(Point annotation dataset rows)
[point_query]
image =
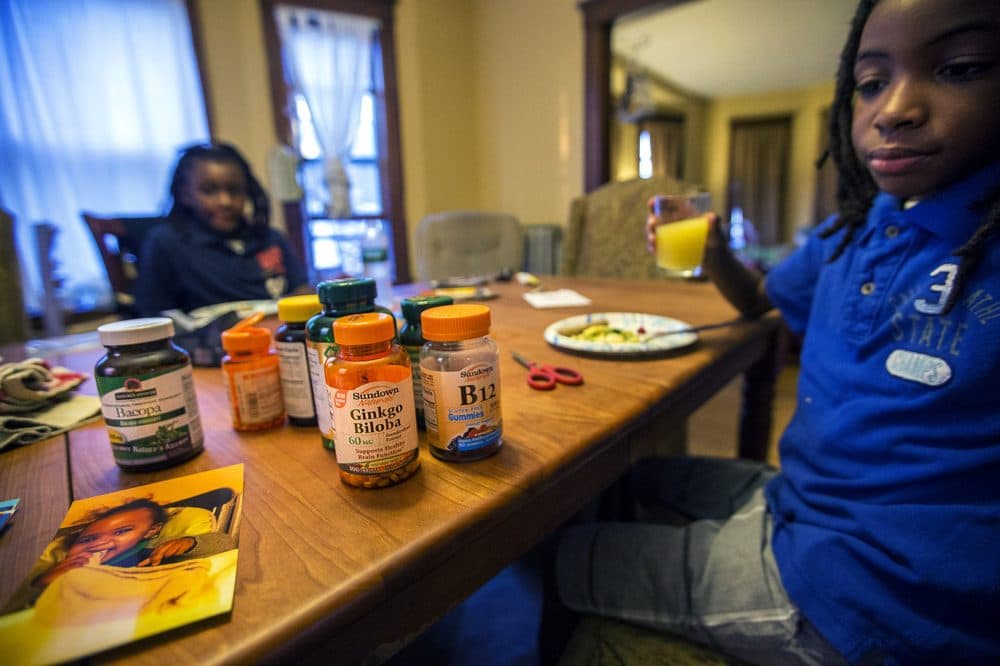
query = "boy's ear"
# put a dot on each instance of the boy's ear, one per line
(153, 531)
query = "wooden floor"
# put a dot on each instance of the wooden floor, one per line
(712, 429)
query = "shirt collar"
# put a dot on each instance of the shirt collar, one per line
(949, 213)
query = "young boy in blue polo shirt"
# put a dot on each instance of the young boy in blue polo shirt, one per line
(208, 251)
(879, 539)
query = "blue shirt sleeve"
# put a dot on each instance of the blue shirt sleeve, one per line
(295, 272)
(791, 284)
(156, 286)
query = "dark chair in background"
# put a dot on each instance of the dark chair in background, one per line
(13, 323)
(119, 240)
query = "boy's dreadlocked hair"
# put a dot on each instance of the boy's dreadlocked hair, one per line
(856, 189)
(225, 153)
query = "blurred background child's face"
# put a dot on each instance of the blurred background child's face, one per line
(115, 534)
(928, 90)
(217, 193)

* * *

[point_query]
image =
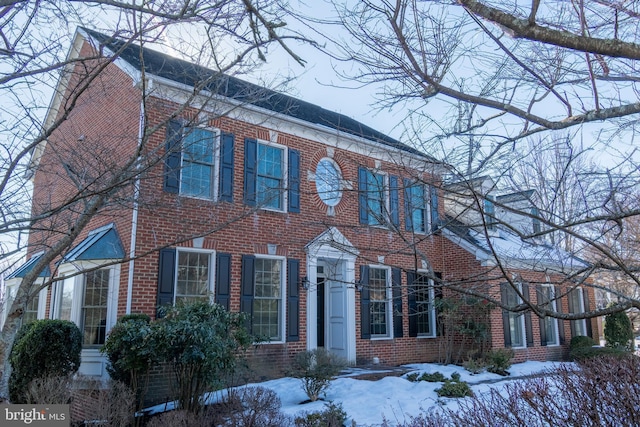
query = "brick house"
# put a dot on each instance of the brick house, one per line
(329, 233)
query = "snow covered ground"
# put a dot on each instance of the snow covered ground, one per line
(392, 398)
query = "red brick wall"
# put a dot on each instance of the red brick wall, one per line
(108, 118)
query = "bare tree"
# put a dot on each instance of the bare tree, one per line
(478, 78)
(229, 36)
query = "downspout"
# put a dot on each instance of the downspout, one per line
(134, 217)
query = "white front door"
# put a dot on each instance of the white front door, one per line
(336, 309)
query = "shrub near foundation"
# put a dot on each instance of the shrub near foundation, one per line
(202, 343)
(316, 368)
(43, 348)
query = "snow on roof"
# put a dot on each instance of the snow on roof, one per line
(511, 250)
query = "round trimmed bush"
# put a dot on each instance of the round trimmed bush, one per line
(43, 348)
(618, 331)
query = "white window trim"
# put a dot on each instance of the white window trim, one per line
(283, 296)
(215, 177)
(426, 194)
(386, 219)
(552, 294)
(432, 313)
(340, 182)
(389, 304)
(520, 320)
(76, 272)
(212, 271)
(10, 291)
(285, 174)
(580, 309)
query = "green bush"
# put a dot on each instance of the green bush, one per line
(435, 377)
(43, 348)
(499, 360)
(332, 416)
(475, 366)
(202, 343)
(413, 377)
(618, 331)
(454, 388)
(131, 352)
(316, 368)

---

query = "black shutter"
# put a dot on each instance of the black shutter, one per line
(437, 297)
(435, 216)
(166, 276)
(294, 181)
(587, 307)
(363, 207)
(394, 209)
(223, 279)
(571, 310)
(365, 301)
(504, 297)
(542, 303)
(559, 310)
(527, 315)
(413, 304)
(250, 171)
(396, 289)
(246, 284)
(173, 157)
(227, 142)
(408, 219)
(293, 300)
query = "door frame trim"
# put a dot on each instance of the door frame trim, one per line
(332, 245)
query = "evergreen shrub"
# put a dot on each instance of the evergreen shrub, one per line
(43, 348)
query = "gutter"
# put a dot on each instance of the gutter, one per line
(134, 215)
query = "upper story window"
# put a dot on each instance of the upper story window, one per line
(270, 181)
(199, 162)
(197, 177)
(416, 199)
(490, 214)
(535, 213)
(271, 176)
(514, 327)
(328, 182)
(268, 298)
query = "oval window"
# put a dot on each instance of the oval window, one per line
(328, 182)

» REQUIREMENTS
Select every line of the rows that contains the word "white", matching its case exactly, and copy each one.

» EXPECTED ANSWER
query = "white front door"
# put a dot on each instance of the white front door, one per line
query = "white window trim"
# put a dot on each instance of the white window trim, one per line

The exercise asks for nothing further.